===== Records for the task =====

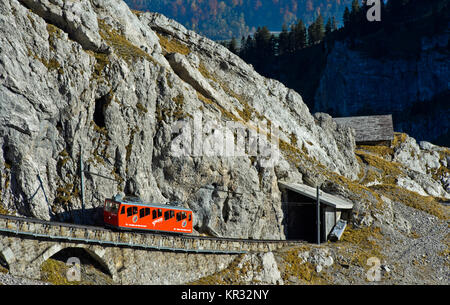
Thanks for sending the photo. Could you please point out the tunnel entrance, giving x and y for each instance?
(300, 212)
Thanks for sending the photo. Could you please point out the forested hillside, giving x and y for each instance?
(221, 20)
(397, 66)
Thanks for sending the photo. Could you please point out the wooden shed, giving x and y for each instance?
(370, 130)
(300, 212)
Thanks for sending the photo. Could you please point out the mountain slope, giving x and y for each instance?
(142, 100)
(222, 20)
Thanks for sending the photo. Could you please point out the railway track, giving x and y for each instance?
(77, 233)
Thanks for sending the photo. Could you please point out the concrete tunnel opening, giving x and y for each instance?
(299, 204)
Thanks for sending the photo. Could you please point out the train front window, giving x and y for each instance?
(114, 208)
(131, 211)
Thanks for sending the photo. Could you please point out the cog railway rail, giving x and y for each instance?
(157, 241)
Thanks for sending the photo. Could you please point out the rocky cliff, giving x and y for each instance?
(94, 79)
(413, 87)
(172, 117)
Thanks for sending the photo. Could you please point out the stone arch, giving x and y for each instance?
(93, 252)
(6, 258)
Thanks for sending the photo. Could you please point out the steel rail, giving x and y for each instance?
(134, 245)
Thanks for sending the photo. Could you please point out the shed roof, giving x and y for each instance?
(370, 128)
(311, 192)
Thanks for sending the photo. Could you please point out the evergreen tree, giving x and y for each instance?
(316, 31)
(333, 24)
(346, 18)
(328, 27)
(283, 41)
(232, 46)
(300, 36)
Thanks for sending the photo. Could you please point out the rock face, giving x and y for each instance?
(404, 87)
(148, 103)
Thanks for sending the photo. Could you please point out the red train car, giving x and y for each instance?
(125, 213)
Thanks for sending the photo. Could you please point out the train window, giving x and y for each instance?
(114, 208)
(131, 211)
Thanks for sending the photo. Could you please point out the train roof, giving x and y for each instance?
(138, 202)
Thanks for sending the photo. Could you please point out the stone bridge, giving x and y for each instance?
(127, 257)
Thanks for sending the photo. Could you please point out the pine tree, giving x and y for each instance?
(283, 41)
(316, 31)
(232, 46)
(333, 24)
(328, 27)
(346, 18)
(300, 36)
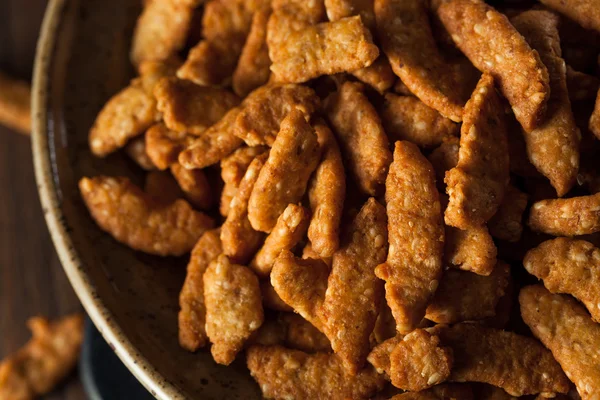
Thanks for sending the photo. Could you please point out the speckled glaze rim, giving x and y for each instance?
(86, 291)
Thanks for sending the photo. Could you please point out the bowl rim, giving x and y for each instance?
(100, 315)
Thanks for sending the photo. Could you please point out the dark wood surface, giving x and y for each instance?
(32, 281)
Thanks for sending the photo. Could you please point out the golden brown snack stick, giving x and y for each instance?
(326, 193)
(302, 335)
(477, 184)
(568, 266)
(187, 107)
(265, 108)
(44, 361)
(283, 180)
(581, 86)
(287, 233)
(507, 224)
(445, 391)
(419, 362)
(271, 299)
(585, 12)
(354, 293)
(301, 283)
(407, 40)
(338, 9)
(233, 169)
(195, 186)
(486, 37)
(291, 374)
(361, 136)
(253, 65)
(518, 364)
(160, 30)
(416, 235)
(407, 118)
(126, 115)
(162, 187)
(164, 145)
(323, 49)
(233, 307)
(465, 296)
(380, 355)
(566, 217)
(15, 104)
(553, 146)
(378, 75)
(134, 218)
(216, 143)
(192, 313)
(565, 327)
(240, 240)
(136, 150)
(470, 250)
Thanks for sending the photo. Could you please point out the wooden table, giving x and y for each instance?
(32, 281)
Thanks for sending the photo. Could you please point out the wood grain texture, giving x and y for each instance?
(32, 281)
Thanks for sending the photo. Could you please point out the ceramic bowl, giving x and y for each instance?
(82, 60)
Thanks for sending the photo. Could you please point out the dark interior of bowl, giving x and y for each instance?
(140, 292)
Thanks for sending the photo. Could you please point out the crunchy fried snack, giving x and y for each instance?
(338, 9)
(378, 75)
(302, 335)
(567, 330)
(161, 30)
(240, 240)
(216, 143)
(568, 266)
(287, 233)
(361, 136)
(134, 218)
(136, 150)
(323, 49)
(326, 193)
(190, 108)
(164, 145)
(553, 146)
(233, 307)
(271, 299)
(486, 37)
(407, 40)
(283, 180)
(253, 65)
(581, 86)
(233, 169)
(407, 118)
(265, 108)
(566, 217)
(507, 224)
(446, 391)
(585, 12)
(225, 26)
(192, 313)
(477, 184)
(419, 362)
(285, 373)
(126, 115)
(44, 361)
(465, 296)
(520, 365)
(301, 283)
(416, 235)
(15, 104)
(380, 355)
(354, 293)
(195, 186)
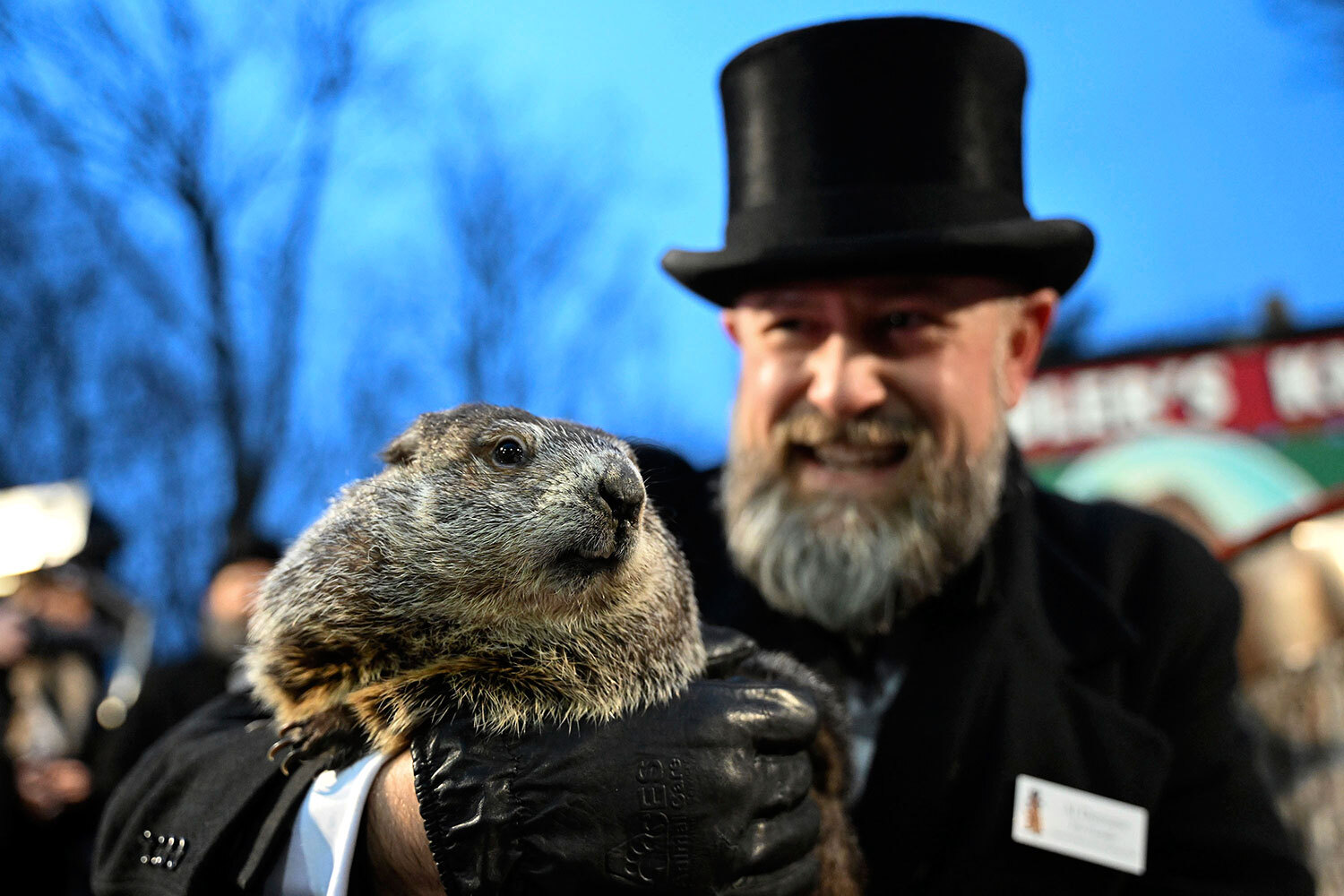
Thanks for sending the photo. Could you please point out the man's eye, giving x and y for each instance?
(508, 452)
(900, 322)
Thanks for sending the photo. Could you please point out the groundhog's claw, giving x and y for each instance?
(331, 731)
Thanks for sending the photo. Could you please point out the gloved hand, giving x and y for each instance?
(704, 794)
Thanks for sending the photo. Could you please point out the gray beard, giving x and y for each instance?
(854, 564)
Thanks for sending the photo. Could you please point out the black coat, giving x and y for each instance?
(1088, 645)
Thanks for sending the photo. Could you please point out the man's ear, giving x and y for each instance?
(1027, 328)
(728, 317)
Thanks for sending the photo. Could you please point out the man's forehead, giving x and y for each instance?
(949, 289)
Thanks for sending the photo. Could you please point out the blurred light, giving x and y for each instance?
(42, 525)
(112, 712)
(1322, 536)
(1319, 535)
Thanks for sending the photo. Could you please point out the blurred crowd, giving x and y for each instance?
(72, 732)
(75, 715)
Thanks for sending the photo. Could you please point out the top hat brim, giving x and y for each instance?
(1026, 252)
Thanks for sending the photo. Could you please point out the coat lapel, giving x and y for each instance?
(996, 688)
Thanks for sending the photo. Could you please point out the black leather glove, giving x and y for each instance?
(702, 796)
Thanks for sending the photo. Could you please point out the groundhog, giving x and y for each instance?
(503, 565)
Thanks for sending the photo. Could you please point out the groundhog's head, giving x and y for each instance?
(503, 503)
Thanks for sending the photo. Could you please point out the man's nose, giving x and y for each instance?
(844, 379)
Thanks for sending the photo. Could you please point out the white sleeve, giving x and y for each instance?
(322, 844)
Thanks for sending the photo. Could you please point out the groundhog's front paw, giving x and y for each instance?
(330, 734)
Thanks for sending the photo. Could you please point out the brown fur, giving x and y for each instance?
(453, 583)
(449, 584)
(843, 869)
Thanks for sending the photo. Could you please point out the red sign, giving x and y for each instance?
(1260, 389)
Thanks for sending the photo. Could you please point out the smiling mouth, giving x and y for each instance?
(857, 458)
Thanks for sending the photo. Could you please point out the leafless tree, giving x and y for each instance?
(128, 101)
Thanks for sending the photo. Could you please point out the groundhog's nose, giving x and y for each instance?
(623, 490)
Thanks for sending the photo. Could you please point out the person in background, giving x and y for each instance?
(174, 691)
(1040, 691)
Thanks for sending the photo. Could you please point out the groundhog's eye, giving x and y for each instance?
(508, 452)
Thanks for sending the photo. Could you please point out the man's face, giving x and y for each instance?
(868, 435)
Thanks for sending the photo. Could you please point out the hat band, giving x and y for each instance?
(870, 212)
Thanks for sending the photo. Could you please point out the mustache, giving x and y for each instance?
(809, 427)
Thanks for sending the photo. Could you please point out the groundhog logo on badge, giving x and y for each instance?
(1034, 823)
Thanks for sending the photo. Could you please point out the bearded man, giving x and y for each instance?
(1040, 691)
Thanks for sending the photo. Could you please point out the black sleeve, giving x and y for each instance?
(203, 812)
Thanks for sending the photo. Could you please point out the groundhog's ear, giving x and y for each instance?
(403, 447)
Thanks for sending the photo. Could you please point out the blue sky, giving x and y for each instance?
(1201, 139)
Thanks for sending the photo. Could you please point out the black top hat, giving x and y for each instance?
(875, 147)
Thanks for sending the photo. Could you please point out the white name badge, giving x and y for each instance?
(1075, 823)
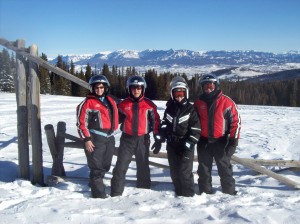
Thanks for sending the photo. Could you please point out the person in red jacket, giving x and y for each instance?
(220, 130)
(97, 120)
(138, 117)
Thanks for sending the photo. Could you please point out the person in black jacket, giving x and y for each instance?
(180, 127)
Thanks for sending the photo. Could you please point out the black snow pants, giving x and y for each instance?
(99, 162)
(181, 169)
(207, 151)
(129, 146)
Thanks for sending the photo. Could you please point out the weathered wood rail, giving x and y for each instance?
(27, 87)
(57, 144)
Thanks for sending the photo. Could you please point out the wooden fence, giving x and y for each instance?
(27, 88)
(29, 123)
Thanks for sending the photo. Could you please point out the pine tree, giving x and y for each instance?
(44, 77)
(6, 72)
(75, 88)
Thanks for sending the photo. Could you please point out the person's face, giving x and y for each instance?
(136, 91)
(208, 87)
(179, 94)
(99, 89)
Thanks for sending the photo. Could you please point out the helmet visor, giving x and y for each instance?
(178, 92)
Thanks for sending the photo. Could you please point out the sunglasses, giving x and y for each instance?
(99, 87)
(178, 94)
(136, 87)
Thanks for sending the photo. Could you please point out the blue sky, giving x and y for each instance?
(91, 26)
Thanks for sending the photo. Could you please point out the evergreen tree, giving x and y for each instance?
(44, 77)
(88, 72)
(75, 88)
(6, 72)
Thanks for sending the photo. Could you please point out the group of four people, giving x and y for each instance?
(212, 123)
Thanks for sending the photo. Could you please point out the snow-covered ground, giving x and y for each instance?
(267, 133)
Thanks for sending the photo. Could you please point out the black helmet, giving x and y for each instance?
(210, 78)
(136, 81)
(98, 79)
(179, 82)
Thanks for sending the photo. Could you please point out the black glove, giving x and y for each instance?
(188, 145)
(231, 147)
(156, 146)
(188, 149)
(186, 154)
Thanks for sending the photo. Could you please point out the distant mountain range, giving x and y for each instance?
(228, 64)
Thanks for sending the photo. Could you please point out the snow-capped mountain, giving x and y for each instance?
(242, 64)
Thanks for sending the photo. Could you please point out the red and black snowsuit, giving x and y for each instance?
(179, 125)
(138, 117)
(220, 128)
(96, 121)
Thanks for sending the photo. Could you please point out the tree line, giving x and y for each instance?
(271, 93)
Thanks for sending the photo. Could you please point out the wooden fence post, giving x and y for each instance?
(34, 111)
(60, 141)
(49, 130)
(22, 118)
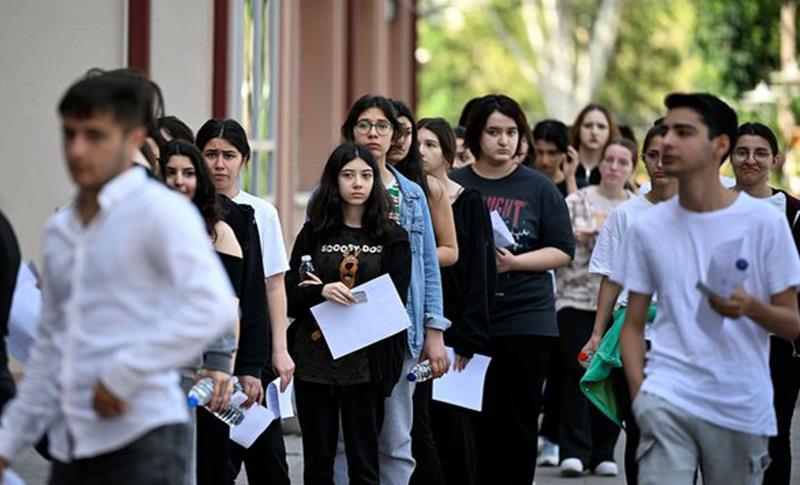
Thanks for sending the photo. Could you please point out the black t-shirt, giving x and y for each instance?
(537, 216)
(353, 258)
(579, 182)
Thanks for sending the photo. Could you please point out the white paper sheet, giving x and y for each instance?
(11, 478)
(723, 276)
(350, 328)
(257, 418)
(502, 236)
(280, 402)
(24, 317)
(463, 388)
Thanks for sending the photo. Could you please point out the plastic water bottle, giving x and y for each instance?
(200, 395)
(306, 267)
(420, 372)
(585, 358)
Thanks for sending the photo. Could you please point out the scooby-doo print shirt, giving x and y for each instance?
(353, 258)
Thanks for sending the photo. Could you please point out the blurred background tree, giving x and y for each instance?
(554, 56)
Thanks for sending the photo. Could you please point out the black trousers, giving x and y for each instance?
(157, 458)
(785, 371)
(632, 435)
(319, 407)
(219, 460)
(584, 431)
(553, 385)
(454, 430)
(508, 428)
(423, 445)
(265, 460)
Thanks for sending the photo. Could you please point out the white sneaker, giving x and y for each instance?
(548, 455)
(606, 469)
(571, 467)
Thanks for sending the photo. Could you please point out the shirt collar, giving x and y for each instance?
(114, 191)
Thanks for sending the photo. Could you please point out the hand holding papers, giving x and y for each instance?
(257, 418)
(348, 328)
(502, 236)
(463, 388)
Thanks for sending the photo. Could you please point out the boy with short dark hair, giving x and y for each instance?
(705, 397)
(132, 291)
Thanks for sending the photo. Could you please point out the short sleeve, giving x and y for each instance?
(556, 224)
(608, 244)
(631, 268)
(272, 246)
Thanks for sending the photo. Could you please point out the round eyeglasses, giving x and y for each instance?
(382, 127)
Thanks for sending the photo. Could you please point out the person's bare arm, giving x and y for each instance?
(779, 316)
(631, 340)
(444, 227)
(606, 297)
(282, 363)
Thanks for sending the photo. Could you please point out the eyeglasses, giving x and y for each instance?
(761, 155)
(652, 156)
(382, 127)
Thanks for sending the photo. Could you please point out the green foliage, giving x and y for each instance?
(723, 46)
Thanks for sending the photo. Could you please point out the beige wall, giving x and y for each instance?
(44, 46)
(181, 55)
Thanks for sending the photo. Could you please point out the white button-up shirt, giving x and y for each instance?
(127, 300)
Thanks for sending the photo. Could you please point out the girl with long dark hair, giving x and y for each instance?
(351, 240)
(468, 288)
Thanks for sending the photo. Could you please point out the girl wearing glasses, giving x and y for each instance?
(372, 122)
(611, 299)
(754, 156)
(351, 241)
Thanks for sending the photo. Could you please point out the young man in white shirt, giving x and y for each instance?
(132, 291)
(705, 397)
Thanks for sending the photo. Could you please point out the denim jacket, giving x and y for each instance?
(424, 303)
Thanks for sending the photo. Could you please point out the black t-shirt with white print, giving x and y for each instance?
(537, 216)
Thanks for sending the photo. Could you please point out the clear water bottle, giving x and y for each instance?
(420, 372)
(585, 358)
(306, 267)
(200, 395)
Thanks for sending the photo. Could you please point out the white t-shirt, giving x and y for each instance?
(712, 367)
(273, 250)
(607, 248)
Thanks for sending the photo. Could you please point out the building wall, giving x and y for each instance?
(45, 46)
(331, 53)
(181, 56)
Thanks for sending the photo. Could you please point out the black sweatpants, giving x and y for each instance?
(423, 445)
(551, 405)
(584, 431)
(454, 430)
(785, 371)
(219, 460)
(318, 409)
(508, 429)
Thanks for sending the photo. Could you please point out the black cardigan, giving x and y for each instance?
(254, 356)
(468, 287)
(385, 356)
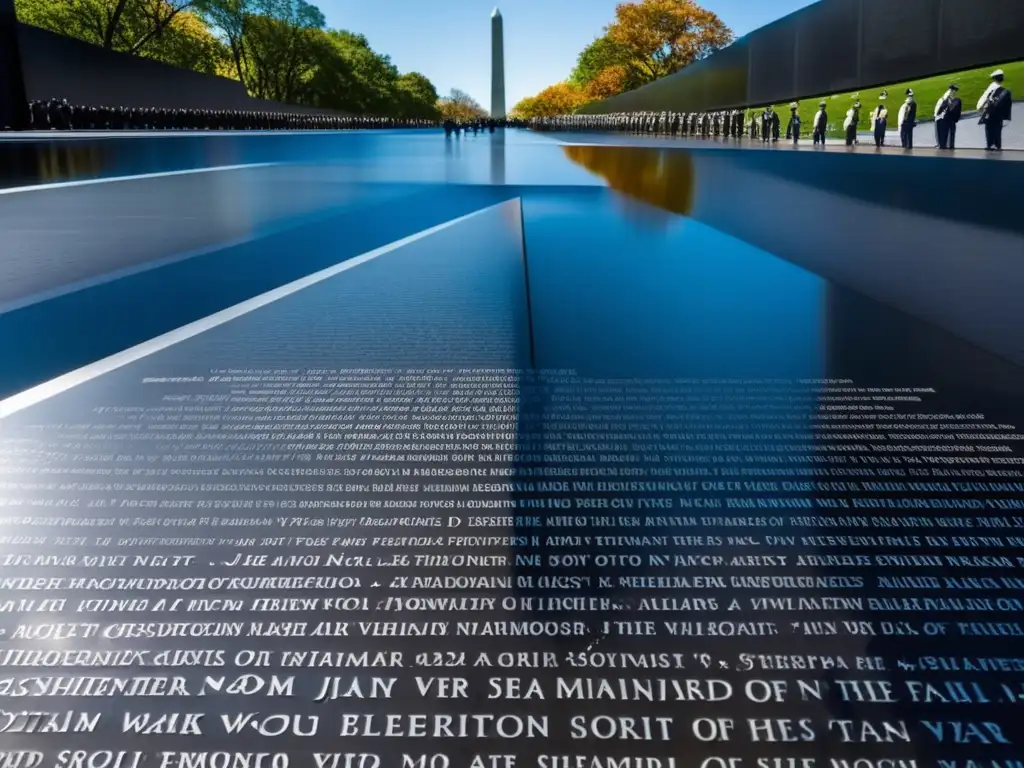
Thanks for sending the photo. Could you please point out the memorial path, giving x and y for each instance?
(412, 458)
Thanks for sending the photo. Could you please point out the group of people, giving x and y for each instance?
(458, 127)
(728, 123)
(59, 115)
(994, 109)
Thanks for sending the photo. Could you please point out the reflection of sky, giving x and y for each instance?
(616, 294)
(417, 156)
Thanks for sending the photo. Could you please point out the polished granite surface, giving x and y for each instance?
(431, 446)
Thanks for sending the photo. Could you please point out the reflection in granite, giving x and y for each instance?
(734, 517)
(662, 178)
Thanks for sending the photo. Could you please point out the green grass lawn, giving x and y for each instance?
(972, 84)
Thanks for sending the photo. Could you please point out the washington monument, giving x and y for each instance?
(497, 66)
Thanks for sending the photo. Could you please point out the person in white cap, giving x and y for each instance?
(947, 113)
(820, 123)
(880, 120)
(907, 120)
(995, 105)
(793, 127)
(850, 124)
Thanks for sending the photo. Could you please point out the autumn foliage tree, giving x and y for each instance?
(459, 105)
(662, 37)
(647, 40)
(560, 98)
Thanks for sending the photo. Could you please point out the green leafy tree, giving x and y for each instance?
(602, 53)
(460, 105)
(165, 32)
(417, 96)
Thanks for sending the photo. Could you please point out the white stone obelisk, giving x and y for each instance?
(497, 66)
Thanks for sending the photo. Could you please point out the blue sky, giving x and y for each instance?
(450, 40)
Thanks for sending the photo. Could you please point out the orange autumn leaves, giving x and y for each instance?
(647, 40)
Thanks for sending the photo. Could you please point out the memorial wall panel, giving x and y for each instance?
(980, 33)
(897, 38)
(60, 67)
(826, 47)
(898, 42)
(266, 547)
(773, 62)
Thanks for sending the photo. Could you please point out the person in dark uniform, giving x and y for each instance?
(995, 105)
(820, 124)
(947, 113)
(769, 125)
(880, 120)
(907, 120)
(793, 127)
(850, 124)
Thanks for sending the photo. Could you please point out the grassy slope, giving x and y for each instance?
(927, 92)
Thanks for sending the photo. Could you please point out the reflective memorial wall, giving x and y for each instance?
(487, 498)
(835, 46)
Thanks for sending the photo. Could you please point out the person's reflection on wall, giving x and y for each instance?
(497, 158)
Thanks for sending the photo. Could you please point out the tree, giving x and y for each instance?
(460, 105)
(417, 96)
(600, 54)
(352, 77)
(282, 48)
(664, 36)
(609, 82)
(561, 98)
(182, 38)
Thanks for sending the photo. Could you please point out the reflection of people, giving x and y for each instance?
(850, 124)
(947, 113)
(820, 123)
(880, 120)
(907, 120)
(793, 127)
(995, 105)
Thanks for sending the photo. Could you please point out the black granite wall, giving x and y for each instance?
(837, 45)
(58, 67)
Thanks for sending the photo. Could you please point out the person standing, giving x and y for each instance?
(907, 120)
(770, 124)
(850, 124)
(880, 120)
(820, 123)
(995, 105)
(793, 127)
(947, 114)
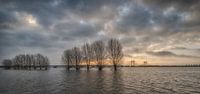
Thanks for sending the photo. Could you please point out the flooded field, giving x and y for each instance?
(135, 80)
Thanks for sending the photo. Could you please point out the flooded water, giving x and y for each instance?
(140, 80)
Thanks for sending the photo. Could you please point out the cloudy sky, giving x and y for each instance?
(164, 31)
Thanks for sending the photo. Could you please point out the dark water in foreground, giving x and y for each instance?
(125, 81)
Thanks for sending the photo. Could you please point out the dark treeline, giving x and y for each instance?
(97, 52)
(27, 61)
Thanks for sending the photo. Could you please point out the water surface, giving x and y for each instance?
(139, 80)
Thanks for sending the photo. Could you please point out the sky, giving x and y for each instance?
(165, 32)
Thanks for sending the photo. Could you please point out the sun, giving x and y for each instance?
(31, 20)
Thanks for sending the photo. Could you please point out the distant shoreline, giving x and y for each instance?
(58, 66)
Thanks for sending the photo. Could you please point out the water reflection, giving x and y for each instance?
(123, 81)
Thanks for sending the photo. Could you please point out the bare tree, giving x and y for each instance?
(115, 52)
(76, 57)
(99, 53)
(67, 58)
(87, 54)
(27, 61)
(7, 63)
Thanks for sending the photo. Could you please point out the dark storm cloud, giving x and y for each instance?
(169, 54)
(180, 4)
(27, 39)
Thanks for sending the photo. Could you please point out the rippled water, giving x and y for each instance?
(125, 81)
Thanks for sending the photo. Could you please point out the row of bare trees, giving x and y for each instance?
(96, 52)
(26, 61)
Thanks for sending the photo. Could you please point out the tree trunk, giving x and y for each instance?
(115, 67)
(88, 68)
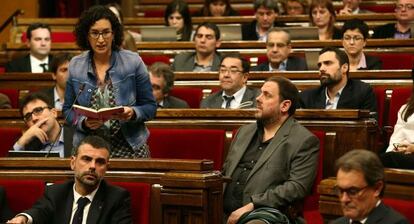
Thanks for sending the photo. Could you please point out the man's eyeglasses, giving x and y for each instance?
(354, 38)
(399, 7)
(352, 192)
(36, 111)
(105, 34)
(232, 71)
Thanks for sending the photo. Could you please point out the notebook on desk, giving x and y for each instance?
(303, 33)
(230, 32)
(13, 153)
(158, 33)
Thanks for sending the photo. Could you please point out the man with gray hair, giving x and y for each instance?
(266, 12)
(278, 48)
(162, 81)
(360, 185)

=====

Written request:
Rewrite the listing as a Markdown table with the columns Row and Line, starting at the line containing "man's eyeglasses, giving" and ending at the listing's final line. Number each row and leave out blank lines.

Result for this exercise:
| Row | Line |
|---|---|
| 1 | Thanks for sending the photo. Could you please point out the man's eyeglasses, giving x and y for each instance? |
| 2 | (354, 38) |
| 3 | (399, 7) |
| 4 | (352, 192) |
| 5 | (36, 111) |
| 6 | (105, 34) |
| 7 | (232, 71) |
| 8 | Thanks for sending the photo. Could you please point out the notebook on desk, giving x and y for each instance? |
| 9 | (303, 33) |
| 10 | (230, 32) |
| 11 | (13, 153) |
| 12 | (158, 33) |
| 13 | Thanks for sending the photo. Could you please point out the man with gray hair, giving x and y for each instance? |
| 14 | (266, 12) |
| 15 | (278, 48) |
| 16 | (162, 81) |
| 17 | (360, 185) |